А. Блок. Его предшественники и современники
Шрифт:
Может показаться на первый взгляд странным, но, при всей индивидуально-
резкой окраске стихов «Огненного столпа», в наиболее общем и глубоком
смысле появляющееся в них новое качество немыслимо без блоковской школы,
без циклов «На поле Куликовом» и «Итальянские стихи». Вместе с тем
блоковские открытия используются здесь в общественных целях, для Блока
абсолютно неприемлемых, — для художественного утверждения жизненных
норм, враждебных Блоку.
Примечательна
особенная аналогия, которая обнаруживается с наибольшей силой в
программных гумилевских стихах «Память», открывающих «Огненный столп».
Исторический калейдоскоп, судороги истории Гумилев толкует здесь как своего
рода «вечную стихию» жизни. Эта вечная стихия, по Гумилеву, подлиннее
истории; история — марево, бред, цепь видений. Один из двойников
лирического «я» рисуется при этом в виде апостола, и этот образ главенствует
над композицией, определяя ее итоги, идейный смысл:
Знал он муки голода и жажды,
Сон тревожный, бесконечный путь,
Но святой Георгий тронул дважды
Пулею нетронутую грудь.
Я — угрюмый и упрямый зодчий,
Храма, восстающего во мгле,
Я возревновал о славе отчей
Как на небесах, и на земле
В конце же стихотворения появляются канонические символы апостольского
служения — лев, и орел, и путник, скрывающий лицо, т. е. новый Христос.

=-=-=

### Задание 1:
Выпишите из текста документа все названия произведений и циклов, заключенные в кавычки-елочки.
### Задание 2:
Пожалуйста, ответьте по тексту документа: какие стихи открывают «Огненный столп»?

Записи разметки сегментации:
=-=-=

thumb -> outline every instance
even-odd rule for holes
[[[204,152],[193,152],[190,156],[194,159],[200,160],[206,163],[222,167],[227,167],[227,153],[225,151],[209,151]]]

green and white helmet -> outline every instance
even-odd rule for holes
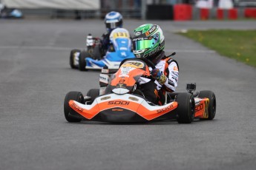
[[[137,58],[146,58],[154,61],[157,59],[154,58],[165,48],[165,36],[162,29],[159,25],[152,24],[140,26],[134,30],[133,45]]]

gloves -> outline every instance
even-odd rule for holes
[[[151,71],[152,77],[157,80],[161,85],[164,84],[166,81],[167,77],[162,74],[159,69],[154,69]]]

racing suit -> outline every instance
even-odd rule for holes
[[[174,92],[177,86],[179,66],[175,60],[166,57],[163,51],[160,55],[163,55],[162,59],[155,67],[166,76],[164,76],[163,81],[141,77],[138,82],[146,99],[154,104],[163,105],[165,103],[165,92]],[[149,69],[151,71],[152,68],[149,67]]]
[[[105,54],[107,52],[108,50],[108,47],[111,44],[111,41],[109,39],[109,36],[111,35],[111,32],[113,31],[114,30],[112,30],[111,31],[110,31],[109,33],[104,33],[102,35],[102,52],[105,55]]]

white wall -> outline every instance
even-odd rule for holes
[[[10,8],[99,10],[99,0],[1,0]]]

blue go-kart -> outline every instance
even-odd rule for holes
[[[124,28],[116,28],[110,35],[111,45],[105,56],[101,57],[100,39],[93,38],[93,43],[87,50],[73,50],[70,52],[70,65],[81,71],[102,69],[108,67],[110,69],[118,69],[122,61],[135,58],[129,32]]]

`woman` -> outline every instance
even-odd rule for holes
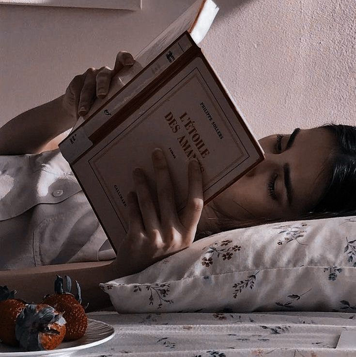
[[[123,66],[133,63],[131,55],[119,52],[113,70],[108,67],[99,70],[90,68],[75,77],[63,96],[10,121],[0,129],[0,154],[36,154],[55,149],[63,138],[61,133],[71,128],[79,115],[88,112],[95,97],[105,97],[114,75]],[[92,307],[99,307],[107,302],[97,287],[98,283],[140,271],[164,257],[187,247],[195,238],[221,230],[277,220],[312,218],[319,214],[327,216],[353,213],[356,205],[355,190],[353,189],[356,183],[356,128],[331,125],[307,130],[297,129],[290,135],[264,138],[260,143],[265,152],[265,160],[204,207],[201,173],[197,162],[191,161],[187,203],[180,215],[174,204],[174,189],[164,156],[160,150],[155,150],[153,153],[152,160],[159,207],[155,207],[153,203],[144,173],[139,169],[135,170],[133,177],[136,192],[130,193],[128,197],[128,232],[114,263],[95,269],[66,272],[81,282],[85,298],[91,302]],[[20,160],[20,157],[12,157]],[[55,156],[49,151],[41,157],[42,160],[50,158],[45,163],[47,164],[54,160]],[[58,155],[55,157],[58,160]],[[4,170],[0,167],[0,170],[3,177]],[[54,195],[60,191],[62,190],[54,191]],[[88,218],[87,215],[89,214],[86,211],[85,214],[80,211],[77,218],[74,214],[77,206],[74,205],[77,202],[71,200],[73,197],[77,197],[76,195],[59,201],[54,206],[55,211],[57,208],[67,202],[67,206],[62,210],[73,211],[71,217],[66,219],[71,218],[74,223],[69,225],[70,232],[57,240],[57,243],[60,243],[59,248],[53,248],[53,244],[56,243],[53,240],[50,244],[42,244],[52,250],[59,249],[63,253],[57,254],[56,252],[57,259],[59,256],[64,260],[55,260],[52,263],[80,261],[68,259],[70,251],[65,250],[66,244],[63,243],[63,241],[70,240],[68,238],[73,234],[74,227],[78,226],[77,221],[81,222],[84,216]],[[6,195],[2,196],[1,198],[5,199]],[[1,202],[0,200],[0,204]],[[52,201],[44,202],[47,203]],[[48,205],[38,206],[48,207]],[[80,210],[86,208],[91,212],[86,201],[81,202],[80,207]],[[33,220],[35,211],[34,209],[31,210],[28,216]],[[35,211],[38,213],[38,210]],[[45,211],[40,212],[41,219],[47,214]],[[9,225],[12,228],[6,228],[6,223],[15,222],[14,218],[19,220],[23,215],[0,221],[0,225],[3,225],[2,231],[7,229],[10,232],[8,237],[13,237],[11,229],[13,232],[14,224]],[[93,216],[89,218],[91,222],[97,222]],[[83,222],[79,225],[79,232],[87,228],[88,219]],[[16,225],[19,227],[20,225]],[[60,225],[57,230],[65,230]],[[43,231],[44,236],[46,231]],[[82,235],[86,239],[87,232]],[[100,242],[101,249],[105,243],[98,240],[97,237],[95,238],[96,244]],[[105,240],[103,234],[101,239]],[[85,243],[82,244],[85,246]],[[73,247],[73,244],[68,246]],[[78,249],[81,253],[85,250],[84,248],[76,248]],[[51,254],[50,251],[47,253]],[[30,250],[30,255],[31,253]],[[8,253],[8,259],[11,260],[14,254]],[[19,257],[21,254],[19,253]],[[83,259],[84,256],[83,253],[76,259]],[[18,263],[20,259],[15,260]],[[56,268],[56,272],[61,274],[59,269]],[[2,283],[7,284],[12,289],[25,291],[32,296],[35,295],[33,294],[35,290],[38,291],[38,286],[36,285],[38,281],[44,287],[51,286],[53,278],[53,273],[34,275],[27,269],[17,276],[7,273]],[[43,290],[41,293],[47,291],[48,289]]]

=-=-=

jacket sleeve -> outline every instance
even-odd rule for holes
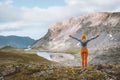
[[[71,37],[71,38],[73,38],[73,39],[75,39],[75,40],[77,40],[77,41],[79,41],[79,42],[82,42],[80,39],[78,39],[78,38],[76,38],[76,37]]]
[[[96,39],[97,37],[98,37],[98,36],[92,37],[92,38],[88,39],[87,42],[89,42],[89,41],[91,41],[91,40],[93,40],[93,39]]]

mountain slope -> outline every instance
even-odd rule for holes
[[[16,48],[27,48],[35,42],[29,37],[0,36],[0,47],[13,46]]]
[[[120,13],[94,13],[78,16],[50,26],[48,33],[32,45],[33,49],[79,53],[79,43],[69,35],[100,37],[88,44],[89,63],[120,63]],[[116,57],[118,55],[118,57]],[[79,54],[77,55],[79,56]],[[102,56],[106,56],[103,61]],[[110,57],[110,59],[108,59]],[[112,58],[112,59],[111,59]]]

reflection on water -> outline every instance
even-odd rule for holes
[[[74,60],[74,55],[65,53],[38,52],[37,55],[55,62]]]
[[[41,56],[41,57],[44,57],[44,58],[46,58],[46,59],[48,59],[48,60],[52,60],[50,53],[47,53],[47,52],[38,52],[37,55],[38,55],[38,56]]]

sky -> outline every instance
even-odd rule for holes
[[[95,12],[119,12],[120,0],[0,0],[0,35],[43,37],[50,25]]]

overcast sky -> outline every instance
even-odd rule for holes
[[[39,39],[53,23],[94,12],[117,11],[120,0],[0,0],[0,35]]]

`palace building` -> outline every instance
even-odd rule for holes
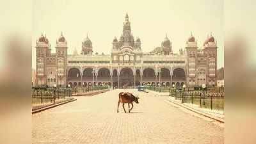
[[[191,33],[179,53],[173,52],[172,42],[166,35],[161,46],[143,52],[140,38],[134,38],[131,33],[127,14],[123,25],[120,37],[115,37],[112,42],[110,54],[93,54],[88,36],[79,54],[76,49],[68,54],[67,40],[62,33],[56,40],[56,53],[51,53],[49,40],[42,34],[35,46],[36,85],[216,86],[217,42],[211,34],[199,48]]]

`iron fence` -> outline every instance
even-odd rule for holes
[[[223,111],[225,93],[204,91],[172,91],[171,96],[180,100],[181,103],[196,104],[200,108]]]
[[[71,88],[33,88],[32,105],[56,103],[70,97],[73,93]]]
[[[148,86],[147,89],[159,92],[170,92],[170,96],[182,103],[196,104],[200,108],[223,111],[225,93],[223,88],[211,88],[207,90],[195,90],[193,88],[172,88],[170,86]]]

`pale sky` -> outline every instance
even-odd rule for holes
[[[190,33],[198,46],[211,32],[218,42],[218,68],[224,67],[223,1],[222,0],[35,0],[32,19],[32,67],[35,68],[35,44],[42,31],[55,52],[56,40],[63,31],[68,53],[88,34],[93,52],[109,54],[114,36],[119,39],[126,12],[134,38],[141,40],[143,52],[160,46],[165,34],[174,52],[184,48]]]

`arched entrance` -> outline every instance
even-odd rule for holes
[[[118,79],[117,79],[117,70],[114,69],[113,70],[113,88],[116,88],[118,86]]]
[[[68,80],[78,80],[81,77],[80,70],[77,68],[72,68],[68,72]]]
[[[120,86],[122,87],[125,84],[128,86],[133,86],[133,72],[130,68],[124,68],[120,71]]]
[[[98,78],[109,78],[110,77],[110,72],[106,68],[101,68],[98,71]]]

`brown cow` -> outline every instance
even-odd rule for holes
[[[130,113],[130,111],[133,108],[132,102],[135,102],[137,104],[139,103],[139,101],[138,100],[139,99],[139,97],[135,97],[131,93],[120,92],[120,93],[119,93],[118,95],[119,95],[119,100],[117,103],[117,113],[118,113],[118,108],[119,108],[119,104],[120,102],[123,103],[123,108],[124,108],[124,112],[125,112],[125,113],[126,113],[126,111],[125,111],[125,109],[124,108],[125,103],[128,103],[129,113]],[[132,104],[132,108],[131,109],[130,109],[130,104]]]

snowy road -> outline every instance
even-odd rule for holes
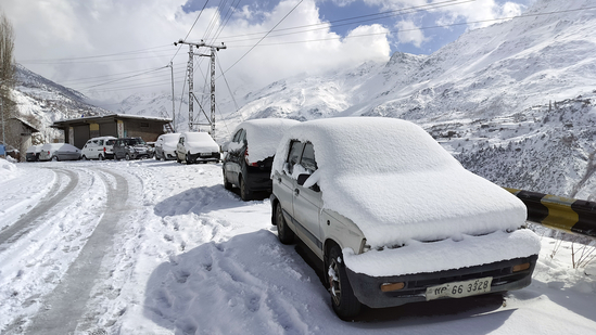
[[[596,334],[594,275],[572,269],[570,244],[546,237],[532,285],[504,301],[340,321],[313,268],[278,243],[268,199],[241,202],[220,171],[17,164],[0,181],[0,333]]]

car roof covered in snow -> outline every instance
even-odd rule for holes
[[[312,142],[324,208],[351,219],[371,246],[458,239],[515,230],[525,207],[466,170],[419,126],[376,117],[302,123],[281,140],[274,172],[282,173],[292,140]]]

=-=-=

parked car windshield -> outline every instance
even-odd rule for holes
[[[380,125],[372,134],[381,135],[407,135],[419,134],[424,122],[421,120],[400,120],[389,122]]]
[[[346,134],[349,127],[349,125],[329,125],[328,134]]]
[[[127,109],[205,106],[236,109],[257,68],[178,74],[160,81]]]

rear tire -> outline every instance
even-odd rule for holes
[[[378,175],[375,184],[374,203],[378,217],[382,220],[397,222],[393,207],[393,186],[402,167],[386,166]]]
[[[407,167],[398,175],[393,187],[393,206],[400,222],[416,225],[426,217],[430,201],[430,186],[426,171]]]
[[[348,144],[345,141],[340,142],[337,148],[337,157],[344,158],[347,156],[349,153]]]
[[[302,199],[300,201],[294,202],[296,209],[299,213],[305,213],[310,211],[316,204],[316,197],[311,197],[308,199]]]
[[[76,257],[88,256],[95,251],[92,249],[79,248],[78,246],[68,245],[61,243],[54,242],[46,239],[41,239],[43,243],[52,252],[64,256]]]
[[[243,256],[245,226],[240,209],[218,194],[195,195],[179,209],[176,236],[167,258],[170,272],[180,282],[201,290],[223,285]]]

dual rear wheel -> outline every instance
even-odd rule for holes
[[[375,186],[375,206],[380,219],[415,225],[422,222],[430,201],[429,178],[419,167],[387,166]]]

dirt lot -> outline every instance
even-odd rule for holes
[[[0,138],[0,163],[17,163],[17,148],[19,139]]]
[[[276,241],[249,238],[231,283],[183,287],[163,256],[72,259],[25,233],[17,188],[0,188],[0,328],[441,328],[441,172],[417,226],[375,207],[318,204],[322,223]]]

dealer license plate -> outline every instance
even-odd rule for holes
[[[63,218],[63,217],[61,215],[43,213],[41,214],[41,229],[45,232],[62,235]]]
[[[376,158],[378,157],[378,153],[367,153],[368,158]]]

=-=-=

### Результат выполнения 1:
«Огненный столп»
«На поле Куликовом»
«Итальянские стихи»
«Память»

### Результат выполнения 2:
Программные гумилевские стихи «Память».